## TÂCHE 1:
Affichez chaque ligne des enregistrements qui contient le mot « Above ». La casse doit être respectée.

## EXTRAIT PRÉSENTÉ:
═══

Les émeutes qui avaient résulté, en 2024, du référendum de 2021 – contesté par les indépendantistes –, ont changé la donne. Pour éviter le divorce avec leur base, les élus indépendantistes ont multiplié les visioconférences avec l’archipel ces derniers jours. Christian Tein, président du FLNKS, l’un des anciens leaders de la CCAT – l’organisation à l’origine des émeutes – était un absent très présent. Toujours mis en examen pour son rôle en mai 2024, il a reçu de fréquentes visites des négociateurs indépendantistes ces dix derniers jours. « Il n’était pas pour ce projet au départ, mais Emmanuel Tjibaou [NDLR : député indépendantiste d’origine kanak] est parvenu peu à peu à le convaincre », raconte Roch Wamytan. Ils font le pari que l’accord de Tein pourra apaiser les militants quand le temps viendra.
Les non-indépendantistes, qui s’étaient montrés inflexibles lors du conclave de Deva en mai, ont aussi accepté des compromis. Poussés, notamment, par le cadre posé le 2 juillet par Emmanuel Macron au début du sommet. « Dans son allocution d’ouverture, le président est allé plus loin que Manuel Valls en évoquant le concept d’Etat associé. La formule a mis le feu aux poudres, mais a été révélatrice pour les loyalistes : ils ont compris que Macron voulait bien un accord », analyse Jean-Jacques Urvoas.
Transfert de compétences
Sonia Backès, présidente loyaliste de l’assemblée de la province Sud, plutôt proche du chef de l’Etat, s’est donc ouverte à la négociation. Nicolas Metzdorf, député Ensemble (loyaliste) de Nouvelle-Calédonie semble avoir joué un rôle particulier. L’élu, d’origine caldoche – ce qui signifie qu’il fait partie de la communauté européenne de l’île, arrivée au XIXe siècle –, a développé un « lien » avec le député indépendantiste Emmanuel Tjibaou, affirme l’un des participants aux négociations. « Ils parlent le même langage », poursuit ce dernier. Ainsi, alors que les discussions étaient au point mort lundi 7 juillet, les loyalistes ont accepté d’évoquer la création d’un nouveau statut pour le territoire, jusqu’à envisager la création d’un Etat calédonien, puis d’une nationalité propre. Ils ont même accepté des concessions sur les compétences régaliennes, ligne rouge déclarée indépassable avant le début des négociations.
Dans le document, la Nouvelle-Calédonie confie encore quatre de ses compétences à la France : la défense, la sécurité, la monnaie et la justice. Mais le texte prévoit la possibilité de les transférer petit à petit, par des résolutions du Congrès calédonien. « Mais pour cela, il faut que plus des trois cinquièmes du Congrès s’accordent. Ensuite, un groupe de travail commun à l’Etat se met en place pour analyser la viabilité d’un tel transfert. Enfin, il faut consulter les Calédoniens sur cette compétence », détaille Virginie Ruffenach, vice-présidente LR (loyaliste) du Congrès de Nouvelle-Calédonie. Autant d’étapes rendant difficile un transfert et donc une indépendance définitive… espèrent les loyalistes.

═══

## TÂCHE 2:
Quelles compétences la Nouvelle-Calédonie confie-t-elle encore à la France selon l'extrait ? Énumérez-les toutes.

## DONNÉES AFFICHÉES:
═══

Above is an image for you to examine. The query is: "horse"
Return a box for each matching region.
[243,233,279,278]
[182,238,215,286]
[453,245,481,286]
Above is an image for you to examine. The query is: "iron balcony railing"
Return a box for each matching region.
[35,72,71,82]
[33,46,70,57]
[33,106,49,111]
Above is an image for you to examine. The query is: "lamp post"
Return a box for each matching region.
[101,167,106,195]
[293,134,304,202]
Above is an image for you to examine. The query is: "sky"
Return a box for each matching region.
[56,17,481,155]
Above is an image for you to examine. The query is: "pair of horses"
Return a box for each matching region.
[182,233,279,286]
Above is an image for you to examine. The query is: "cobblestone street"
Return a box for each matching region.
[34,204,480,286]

═══

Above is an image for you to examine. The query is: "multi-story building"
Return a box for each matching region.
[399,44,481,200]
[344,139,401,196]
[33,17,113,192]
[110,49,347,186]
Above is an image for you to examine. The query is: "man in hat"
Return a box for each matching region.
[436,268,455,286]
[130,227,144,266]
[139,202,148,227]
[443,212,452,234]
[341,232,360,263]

═══

## RÉSULTAT FINAL 1:
Above is an image for you to examine. The query is: "horse"
Above is an image for you to examine. The query is: "iron balcony railing"
Above is an image for you to examine. The query is: "lamp post"
Above is an image for you to examine. The query is: "sky"
Above is an image for you to examine. The query is: "pair of horses"
Above is an image for you to examine. The query is: "cobblestone street"
Above is an image for you to examine. The query is: "multi-story building"
Above is an image for you to examine. The query is: "man in hat"

## RÉSULTAT FINAL 2:
la défense, la sécurité, la monnaie et la justice